SOURCE RECORDS:
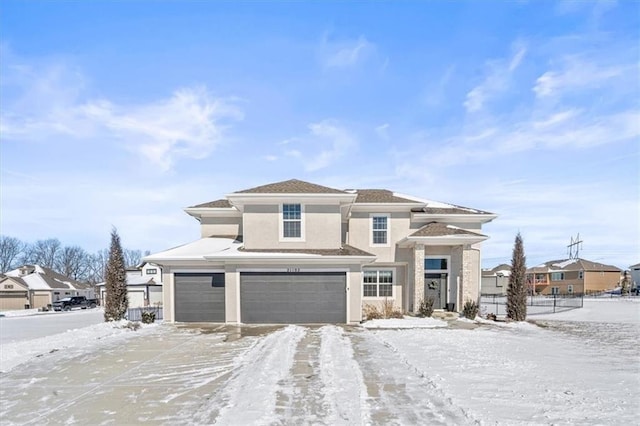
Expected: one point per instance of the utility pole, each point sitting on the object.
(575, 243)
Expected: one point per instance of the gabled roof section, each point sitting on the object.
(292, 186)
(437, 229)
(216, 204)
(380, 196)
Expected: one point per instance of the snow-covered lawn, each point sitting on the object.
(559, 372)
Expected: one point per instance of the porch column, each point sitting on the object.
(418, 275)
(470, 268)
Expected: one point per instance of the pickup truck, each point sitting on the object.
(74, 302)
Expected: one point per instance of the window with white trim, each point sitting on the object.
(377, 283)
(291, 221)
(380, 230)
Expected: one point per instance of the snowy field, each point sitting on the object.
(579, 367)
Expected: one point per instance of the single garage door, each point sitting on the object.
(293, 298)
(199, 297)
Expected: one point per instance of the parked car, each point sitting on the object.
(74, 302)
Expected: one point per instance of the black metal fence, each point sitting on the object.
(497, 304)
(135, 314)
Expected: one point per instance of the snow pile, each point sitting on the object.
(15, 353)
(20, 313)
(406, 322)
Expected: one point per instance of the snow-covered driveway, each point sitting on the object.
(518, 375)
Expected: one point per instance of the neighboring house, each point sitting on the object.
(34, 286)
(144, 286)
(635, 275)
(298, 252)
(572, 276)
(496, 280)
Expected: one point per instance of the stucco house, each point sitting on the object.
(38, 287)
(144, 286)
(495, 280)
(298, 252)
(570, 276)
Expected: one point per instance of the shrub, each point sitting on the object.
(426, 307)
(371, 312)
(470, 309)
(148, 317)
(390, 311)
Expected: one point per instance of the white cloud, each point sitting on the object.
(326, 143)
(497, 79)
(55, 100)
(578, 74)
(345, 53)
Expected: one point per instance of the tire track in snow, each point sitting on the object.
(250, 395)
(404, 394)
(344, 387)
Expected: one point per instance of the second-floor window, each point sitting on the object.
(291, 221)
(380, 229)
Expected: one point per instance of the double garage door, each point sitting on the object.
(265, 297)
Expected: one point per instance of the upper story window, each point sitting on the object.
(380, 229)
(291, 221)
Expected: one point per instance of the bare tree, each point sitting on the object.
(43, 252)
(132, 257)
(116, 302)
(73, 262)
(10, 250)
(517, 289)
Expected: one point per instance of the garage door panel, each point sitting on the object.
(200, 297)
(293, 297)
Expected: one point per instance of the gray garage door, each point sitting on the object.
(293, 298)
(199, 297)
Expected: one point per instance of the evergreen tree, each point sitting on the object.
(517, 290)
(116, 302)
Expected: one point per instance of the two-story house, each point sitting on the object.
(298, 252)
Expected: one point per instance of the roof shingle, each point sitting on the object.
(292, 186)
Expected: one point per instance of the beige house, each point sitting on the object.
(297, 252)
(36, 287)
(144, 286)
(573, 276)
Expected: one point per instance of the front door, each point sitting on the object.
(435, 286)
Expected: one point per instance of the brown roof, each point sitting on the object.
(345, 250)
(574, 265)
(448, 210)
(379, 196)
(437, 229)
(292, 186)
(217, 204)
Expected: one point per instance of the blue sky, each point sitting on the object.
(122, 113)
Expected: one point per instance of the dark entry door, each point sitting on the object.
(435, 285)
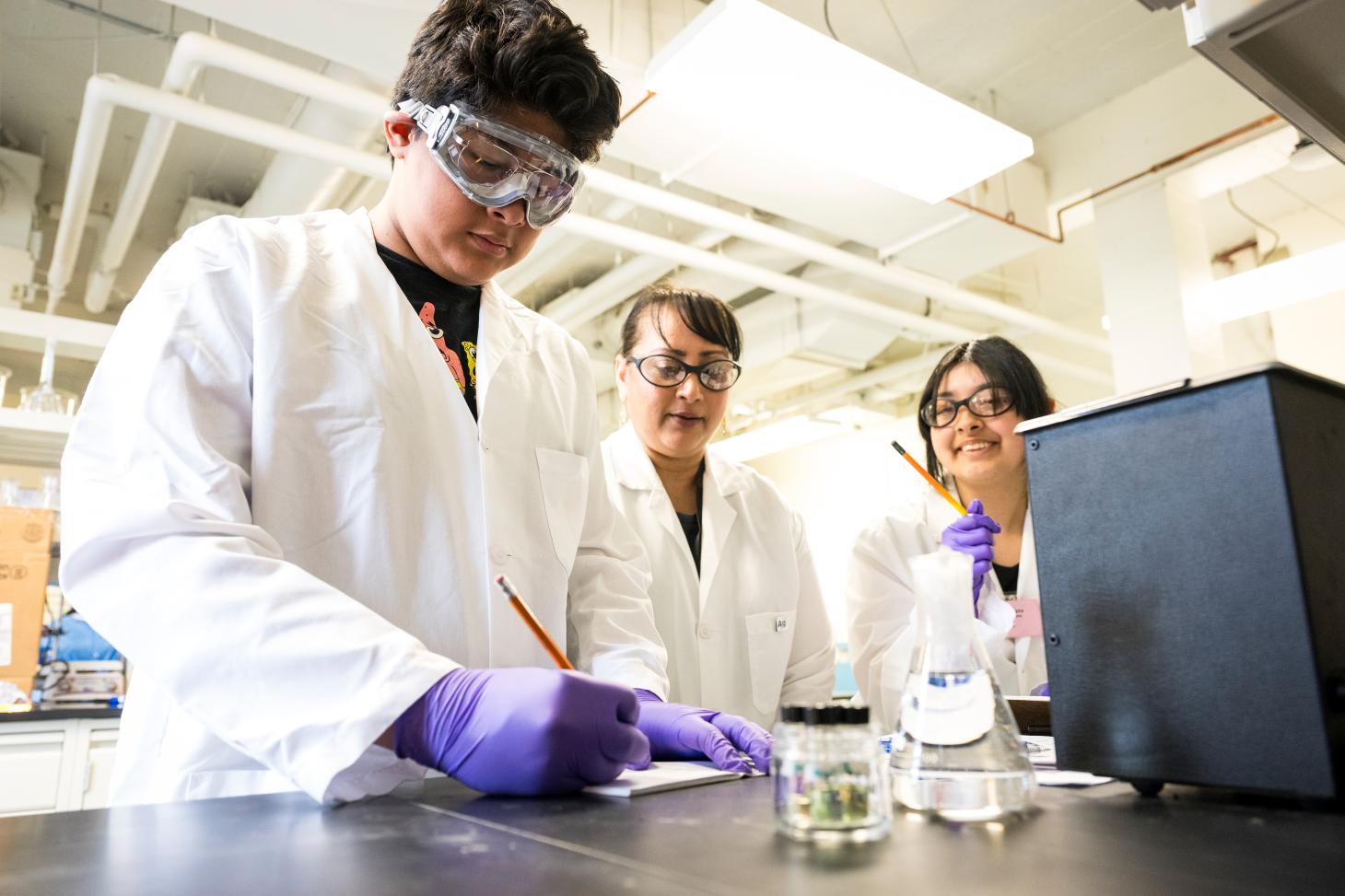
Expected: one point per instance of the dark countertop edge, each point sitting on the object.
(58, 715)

EXERCISE:
Leaving the pictures aside, transcribe the entire listing exactly.

TASK RESULT:
Expected: one point per instance of the utility pole, each point sitting on the object.
(575, 243)
Expected: one point per instance of the gabled roof section, each point sitting on the object.
(292, 186)
(437, 229)
(216, 204)
(380, 196)
Expected: one point per instance of the snow-covered lawn, each point sitting on the object.
(559, 372)
Expected: one point per instance of the porch column, each point sitting on the object.
(418, 275)
(470, 268)
Expected: one point per instance of the pickup truck, each point sitting on the object.
(74, 302)
Expected: one point per instance of the window with white trim, each point sitting on the object.
(377, 283)
(291, 221)
(380, 230)
Expected: one point per instance of the snowy field, each point sitting on the object.
(579, 367)
Expected: one point per instance of the single garage door, each point sitting on the object.
(293, 298)
(199, 297)
Expected: one point per instance of the parked car, each point sitting on the object.
(74, 302)
Expected: one point per instance of the black metal fence, each point sitting on the object.
(497, 304)
(135, 314)
Expected: one point per instance of the snow pile, each point sitting on the object.
(15, 353)
(20, 313)
(406, 322)
Expected: one point per instance of the snow-covered driveway, each point sitting on the object.
(518, 375)
Expected: one point per instance of the neighboring house, each point sitting on the object.
(34, 286)
(144, 286)
(635, 275)
(298, 252)
(572, 276)
(496, 280)
Expected: one point per instance of the stucco house, each point sitting on the object.
(38, 287)
(144, 286)
(495, 280)
(298, 252)
(570, 276)
Expected: one point per instance of the shrub, each point sitting on the object.
(426, 307)
(371, 312)
(470, 309)
(148, 317)
(390, 311)
Expected: one point per instance of the white cloud, each point sitting on the object.
(326, 143)
(497, 79)
(55, 100)
(578, 74)
(345, 53)
Expected: one point per instance of the tire track in snow, each point sitting on the object.
(250, 395)
(404, 394)
(344, 387)
Expected: one point per instance of the second-floor window, each point sitting on the object.
(291, 221)
(380, 229)
Expected: one point per instance of the double garage door, each point sitting on the object.
(265, 297)
Expected: one point per instance of the upper story window, each point sitting on the object.
(380, 229)
(291, 221)
Expected: one point per instance of the bare tree, each point sitting on the object.
(43, 252)
(132, 257)
(116, 302)
(73, 262)
(10, 250)
(517, 289)
Expected: one point per instance of the garage door panel, each point sitting on the object.
(200, 297)
(293, 297)
Expected: one point per instance of the gray garage door, each point sitting on the object.
(293, 298)
(199, 297)
Expected: one point per instance of the evergreen tree, each point sitting on the object.
(517, 290)
(116, 302)
Expected: one point per instance of the two-story house, each point sitting on the object.
(298, 252)
Expected: one point per instance of the roof shingle, each point sitting on the object.
(292, 186)
Expected: one point per instance of the beige house, each point sitting on the object.
(297, 252)
(36, 287)
(144, 286)
(573, 276)
Expected: one point per instance of the front door, each point sitting on the object.
(435, 286)
Expected: one point per instance of the brown roof, each point sitting on the object.
(345, 250)
(574, 265)
(448, 210)
(379, 196)
(437, 229)
(292, 186)
(217, 204)
Expected: one point per instance of the blue sky, each point sitting on the object.
(122, 113)
Expected: one point per instance of the dark entry door, each point sitting on the object.
(435, 285)
Expected: one point per instance of the dark countertop edge, each point sitting on the object.
(58, 715)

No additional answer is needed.